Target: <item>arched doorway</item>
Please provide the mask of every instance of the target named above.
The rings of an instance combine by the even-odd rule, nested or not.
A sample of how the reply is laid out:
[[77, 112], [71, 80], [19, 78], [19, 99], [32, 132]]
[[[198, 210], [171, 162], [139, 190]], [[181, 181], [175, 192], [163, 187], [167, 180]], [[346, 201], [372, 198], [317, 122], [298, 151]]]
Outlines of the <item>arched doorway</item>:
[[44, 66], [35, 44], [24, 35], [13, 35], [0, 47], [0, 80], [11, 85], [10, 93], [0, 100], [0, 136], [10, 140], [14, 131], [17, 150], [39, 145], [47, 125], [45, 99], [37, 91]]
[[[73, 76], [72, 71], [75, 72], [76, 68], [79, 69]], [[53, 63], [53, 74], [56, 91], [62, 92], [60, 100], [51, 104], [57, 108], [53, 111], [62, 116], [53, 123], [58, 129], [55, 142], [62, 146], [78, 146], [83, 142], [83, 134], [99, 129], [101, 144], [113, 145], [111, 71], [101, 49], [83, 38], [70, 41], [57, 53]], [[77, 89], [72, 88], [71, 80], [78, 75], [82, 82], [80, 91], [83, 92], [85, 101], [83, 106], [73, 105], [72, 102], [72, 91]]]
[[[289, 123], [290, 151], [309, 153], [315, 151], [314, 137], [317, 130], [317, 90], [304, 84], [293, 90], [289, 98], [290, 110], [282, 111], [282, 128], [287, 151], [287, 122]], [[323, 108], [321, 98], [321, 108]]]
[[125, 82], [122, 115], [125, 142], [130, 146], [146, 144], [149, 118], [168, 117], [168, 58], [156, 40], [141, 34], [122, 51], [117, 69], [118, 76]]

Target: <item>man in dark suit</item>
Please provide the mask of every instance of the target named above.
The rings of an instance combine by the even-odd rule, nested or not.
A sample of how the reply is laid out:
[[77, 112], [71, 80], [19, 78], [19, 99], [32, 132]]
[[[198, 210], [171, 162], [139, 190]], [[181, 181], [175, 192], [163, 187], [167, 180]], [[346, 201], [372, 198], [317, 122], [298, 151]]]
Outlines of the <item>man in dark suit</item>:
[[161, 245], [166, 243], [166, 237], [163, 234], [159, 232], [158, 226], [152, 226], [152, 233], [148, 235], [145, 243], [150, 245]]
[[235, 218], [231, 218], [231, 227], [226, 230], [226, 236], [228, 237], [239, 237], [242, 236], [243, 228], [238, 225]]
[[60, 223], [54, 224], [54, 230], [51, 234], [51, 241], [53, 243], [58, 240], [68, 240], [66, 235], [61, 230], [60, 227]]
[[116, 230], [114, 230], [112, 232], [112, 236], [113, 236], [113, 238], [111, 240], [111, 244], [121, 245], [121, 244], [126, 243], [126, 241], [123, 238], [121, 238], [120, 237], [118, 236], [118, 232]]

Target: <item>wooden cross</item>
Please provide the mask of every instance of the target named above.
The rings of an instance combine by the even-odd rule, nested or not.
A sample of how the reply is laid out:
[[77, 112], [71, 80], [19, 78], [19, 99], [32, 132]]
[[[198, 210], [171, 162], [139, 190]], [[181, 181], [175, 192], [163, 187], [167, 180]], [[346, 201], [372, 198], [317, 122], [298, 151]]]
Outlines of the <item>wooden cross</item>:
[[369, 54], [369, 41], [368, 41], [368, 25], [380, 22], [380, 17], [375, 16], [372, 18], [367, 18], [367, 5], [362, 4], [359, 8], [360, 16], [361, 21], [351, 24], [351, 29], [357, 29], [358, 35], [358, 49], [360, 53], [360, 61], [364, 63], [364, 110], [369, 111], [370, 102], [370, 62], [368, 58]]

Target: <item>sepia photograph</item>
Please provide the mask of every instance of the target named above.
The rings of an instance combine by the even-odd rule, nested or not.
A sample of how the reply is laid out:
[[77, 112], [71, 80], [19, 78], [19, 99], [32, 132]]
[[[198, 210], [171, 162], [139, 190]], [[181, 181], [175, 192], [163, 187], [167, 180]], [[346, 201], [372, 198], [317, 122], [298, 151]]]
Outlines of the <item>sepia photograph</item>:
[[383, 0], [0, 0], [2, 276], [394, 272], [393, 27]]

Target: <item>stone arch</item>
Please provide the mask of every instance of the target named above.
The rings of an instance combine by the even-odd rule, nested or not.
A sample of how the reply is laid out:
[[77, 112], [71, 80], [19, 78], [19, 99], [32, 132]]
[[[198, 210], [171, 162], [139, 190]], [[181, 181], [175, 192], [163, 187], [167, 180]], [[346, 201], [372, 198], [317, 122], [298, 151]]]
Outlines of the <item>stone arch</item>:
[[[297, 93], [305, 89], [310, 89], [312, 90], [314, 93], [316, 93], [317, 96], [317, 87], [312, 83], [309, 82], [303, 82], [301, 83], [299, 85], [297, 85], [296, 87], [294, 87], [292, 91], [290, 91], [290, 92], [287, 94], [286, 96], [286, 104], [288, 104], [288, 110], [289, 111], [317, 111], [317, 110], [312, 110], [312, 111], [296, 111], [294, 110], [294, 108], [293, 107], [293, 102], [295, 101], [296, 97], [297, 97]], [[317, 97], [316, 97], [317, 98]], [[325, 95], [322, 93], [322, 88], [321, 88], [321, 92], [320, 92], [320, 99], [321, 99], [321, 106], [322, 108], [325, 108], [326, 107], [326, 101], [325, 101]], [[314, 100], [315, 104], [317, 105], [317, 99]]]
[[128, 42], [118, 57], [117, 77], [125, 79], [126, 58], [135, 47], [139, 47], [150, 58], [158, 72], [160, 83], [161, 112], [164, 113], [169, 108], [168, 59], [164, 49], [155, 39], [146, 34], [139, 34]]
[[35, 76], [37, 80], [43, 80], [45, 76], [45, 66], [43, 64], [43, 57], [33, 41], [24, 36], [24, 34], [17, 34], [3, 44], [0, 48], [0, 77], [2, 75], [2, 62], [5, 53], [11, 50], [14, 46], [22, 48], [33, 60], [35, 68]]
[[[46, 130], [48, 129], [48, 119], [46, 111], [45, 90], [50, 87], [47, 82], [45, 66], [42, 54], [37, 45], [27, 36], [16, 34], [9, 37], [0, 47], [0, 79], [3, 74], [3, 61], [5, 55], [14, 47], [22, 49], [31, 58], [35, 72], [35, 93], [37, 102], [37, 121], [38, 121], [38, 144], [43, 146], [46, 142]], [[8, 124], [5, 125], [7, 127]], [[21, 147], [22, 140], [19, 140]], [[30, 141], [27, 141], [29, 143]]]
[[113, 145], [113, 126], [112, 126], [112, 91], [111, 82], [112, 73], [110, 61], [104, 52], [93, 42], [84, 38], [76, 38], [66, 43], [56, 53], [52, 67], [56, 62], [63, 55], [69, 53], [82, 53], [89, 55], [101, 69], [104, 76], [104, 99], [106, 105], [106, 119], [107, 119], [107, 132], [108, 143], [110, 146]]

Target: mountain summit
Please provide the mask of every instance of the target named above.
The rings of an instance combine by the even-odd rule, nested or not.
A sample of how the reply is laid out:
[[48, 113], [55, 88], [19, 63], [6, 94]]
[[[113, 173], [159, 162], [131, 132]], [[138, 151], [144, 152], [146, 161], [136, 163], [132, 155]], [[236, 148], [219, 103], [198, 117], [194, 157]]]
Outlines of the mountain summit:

::::::

Reproduce the lines above verbatim, from first to last.

Target: <item>arched doorway</item>
Please provide the mask of every instance of the target named above.
The rings of an instance combine by the even-odd rule, nested or not.
A sample of how the reply is laid out:
[[77, 112], [71, 80], [19, 78], [19, 99], [32, 132]]
[[[198, 210], [171, 162], [139, 190]], [[181, 181], [175, 192], [163, 187], [167, 180]], [[346, 201], [372, 198], [317, 122], [298, 151]]]
Outlines of the <item>arched doorway</item>:
[[44, 66], [35, 44], [24, 35], [13, 35], [0, 47], [0, 80], [11, 85], [10, 93], [0, 100], [0, 136], [10, 140], [14, 131], [17, 150], [39, 145], [47, 125], [45, 99], [37, 91]]
[[[73, 76], [72, 71], [75, 72], [76, 68], [79, 69]], [[53, 63], [53, 74], [56, 91], [62, 92], [60, 100], [51, 104], [57, 108], [53, 111], [62, 116], [53, 123], [58, 129], [55, 142], [62, 146], [78, 146], [83, 142], [83, 134], [99, 129], [101, 144], [113, 145], [111, 71], [101, 49], [83, 38], [70, 41], [57, 53]], [[77, 89], [72, 88], [71, 80], [78, 75], [82, 82], [80, 91], [83, 92], [85, 101], [83, 106], [73, 105], [72, 102], [72, 91]]]
[[[289, 123], [290, 151], [309, 153], [315, 151], [314, 137], [317, 130], [317, 90], [304, 84], [293, 90], [289, 98], [290, 110], [282, 111], [282, 128], [287, 151], [287, 122]], [[323, 108], [321, 98], [321, 108]]]
[[125, 82], [122, 115], [125, 142], [130, 146], [146, 144], [149, 118], [168, 117], [168, 58], [156, 40], [141, 34], [122, 51], [117, 69], [118, 76]]

Target: <item>man in dark suit</item>
Please provide the mask of every instance of the target named above.
The rings of an instance combine by the even-odd rule, nested or not.
A sample of how the reply is laid out:
[[77, 112], [71, 80], [19, 78], [19, 99], [32, 132]]
[[[198, 210], [171, 162], [139, 190]], [[181, 181], [175, 192], [163, 187], [167, 180]], [[346, 201], [372, 198], [317, 122], [298, 151]]]
Outlines of the <item>man in dark suit</item>:
[[161, 245], [166, 243], [166, 237], [163, 234], [159, 232], [158, 226], [152, 226], [152, 233], [148, 235], [145, 243], [150, 245]]
[[235, 218], [231, 218], [231, 227], [226, 230], [226, 236], [228, 237], [239, 237], [242, 236], [243, 228], [238, 225]]
[[60, 223], [54, 224], [54, 230], [51, 234], [51, 241], [53, 243], [58, 240], [68, 240], [66, 235], [61, 230], [60, 227]]
[[116, 230], [114, 230], [112, 232], [112, 236], [113, 236], [113, 238], [111, 240], [111, 244], [121, 245], [121, 244], [126, 243], [126, 241], [123, 238], [121, 238], [120, 237], [118, 236], [118, 232]]

Target: <item>wooden cross</item>
Please provide the mask of every instance of the target named above.
The rings of an instance combine by the even-odd rule, nested or not.
A sample of how the reply is laid out:
[[77, 112], [71, 80], [19, 78], [19, 99], [32, 132]]
[[[198, 210], [171, 162], [139, 190]], [[181, 181], [175, 192], [163, 187], [167, 180]], [[346, 201], [372, 198], [317, 122], [298, 151]]]
Outlines of the <item>wooden cross</item>:
[[369, 54], [369, 41], [368, 41], [368, 25], [380, 22], [380, 17], [375, 16], [372, 18], [367, 18], [367, 5], [362, 4], [359, 8], [360, 16], [361, 21], [351, 24], [351, 29], [357, 29], [358, 35], [358, 49], [360, 53], [360, 61], [364, 63], [364, 110], [369, 111], [370, 102], [370, 62], [368, 58]]

Target: <item>sepia photograph</item>
Please provide the mask of every instance of the target named above.
The rings of an instance combine by the even-odd rule, nested or not.
A sample of how the reply is laid out:
[[77, 112], [71, 80], [19, 78], [19, 99], [32, 132]]
[[[198, 210], [171, 162], [139, 190]], [[181, 181], [175, 192], [163, 187], [167, 180]], [[346, 201], [372, 198], [317, 122], [298, 151]]]
Outlines of the <item>sepia photograph</item>:
[[383, 0], [0, 0], [2, 276], [394, 272], [393, 27]]

Target: <item>stone arch</item>
Please provide the mask of every instance of the target named above.
The rings of an instance combine by the even-odd rule, nested or not.
A sample of how the reply is laid out:
[[77, 112], [71, 80], [19, 78], [19, 99], [32, 132]]
[[[198, 210], [171, 162], [139, 190]], [[181, 181], [175, 192], [163, 187], [167, 180]], [[346, 201], [372, 198], [317, 122], [298, 151]]]
Outlines of the <item>stone arch</item>:
[[[297, 93], [305, 89], [310, 89], [312, 90], [314, 93], [316, 93], [317, 96], [317, 87], [312, 83], [309, 82], [303, 82], [301, 83], [299, 85], [297, 85], [296, 87], [294, 87], [292, 91], [290, 91], [290, 92], [287, 94], [286, 96], [286, 104], [288, 104], [288, 110], [289, 111], [317, 111], [317, 110], [312, 110], [312, 111], [296, 111], [294, 110], [294, 108], [293, 107], [293, 102], [295, 101], [296, 97], [297, 97]], [[317, 97], [316, 97], [317, 98]], [[325, 95], [322, 93], [322, 88], [321, 88], [321, 92], [320, 92], [320, 99], [321, 99], [321, 106], [322, 108], [325, 108], [326, 107], [326, 101], [325, 101]], [[314, 100], [315, 104], [317, 105], [317, 99]]]
[[128, 42], [118, 57], [117, 77], [125, 79], [126, 58], [135, 47], [139, 47], [150, 58], [158, 72], [160, 83], [161, 112], [164, 113], [169, 108], [168, 59], [164, 49], [155, 39], [146, 34], [139, 34]]
[[35, 76], [37, 80], [43, 80], [45, 76], [45, 66], [43, 64], [43, 57], [33, 41], [24, 36], [24, 34], [17, 34], [3, 44], [0, 48], [0, 77], [2, 75], [2, 62], [5, 53], [11, 50], [14, 46], [22, 48], [33, 60], [35, 68]]
[[[46, 130], [48, 129], [48, 119], [46, 111], [45, 90], [50, 87], [47, 82], [45, 66], [42, 54], [37, 45], [27, 36], [16, 34], [9, 37], [0, 47], [0, 79], [3, 74], [3, 61], [5, 55], [14, 47], [22, 49], [31, 58], [35, 72], [35, 93], [37, 102], [37, 121], [38, 121], [38, 144], [43, 146], [46, 142]], [[8, 124], [5, 125], [7, 127]], [[21, 147], [22, 140], [19, 140]], [[30, 141], [27, 141], [29, 143]]]
[[113, 145], [113, 126], [112, 126], [112, 91], [111, 82], [112, 73], [110, 61], [104, 52], [93, 42], [84, 38], [76, 38], [66, 43], [56, 53], [52, 67], [56, 62], [63, 55], [69, 53], [82, 53], [89, 55], [101, 69], [104, 76], [104, 99], [106, 105], [106, 119], [107, 119], [107, 132], [108, 143], [110, 146]]

Target: mountain summit
Please provide the mask of every instance of the target named above.
The rings of an instance combine by the even-odd rule, nested or not.
A sample of how the reply is laid out:
[[48, 113], [55, 88], [19, 63], [6, 94]]
[[[113, 173], [159, 162], [131, 132]], [[138, 151], [144, 152], [146, 161], [136, 163], [132, 155]], [[236, 148], [219, 103], [198, 117], [194, 157]]]
Outlines of the mountain summit:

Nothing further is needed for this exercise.